**EXERCISE DETAILS:** A word-for-word restatement of every entry is what is needed here.

**SUPPLIED MATERIAL:**
_ _ _

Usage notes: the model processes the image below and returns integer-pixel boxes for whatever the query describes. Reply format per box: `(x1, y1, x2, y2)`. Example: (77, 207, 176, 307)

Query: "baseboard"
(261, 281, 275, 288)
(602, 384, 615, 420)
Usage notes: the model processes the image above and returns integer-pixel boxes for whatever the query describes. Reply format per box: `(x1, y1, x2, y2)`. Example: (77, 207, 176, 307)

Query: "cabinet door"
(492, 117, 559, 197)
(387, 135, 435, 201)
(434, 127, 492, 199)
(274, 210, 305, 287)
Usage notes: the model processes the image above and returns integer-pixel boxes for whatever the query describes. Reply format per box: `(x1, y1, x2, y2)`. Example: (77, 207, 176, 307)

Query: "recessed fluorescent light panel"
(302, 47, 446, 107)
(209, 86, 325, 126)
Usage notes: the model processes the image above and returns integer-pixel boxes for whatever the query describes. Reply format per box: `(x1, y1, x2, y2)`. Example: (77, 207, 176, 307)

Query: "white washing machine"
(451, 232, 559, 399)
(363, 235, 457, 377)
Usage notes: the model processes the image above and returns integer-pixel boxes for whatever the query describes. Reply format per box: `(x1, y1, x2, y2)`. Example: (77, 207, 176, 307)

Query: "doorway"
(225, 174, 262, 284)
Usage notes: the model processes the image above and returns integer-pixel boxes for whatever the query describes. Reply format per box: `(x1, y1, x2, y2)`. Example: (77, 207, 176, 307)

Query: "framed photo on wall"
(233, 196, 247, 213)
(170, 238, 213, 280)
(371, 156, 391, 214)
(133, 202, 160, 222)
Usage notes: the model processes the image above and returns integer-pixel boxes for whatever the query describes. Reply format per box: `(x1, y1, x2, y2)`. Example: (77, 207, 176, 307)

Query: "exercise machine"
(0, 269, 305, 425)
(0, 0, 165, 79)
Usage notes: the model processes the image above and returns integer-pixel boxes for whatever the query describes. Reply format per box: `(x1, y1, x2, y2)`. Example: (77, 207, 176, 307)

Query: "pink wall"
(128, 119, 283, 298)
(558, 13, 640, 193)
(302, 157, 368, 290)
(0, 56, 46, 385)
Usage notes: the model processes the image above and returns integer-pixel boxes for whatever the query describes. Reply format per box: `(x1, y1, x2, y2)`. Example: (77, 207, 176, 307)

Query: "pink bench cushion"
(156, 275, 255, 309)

_ _ _

**RESPONSE TO THIS EXERCISE:**
Usage notes: the model processes the image below and returns integer-pixel boxes for whatever the query describes. Reply format per box: `(x1, y1, x2, y2)`. Example: (77, 207, 176, 307)

Query: "baseboard"
(261, 281, 275, 288)
(602, 384, 615, 420)
Usage notes: the model processes the image above and returns integer-pixel boxes for whatever the query describes. Reply format per box: `(x1, y1, x2, y2)`. Example: (77, 207, 176, 307)

Query: "cabinet door"
(492, 117, 559, 197)
(387, 135, 435, 201)
(434, 127, 492, 199)
(274, 210, 305, 287)
Usage notes: the model processes the image above and returns integer-pixel boxes for whatever the query describes. Reply format per box: `(x1, y1, x2, y2)`. Example: (77, 207, 176, 307)

Query: "recessed fluorescent light panel"
(302, 47, 446, 107)
(209, 86, 325, 126)
Usage notes: the model processes the image above and returns integer-pixel boxes for whatever the query describes. Reply format per box: `(x1, y1, x2, y2)`. Example: (77, 207, 176, 307)

Query: "white washing machine"
(451, 232, 559, 399)
(363, 235, 457, 377)
Usage notes: the model processes the image above and returns integer-pixel boxes for whatever the query describes. Reply format per box: `(x1, y1, x2, y2)`. Example: (77, 207, 176, 307)

Query: "doorway"
(225, 174, 262, 284)
Usage notes: the model processes the image above and returns integer-pixel boxes for whatever the query describes. Reply format per box: `(x1, y1, x2, y2)`. Example: (77, 207, 176, 307)

Query: "framed photo on wall"
(233, 196, 247, 213)
(170, 238, 213, 280)
(371, 156, 391, 214)
(133, 202, 160, 222)
Usage notes: the model processes the image above and returns integer-pixel boxes for whatever the query describes. Reply format per box: `(x1, y1, x2, y2)`. Example: (77, 207, 176, 307)

Query: "exercise machine"
(0, 269, 305, 425)
(0, 0, 165, 79)
Usage notes: the model processes the image above and returns integer-pixel boxes for whatever the query describes. Reply format per box: `(x1, y1, x2, y2)`. Example: (77, 207, 176, 307)

Query: "pink wall"
(128, 119, 283, 298)
(558, 13, 640, 193)
(302, 157, 368, 290)
(0, 56, 46, 385)
Usage notes: the model processes the image above and returns integer-pixel boxes for whatever the query describes. Reply format per box: `(x1, y1, x2, y2)`. Example: (77, 207, 176, 307)

Query: "pink bench cushion"
(156, 275, 255, 309)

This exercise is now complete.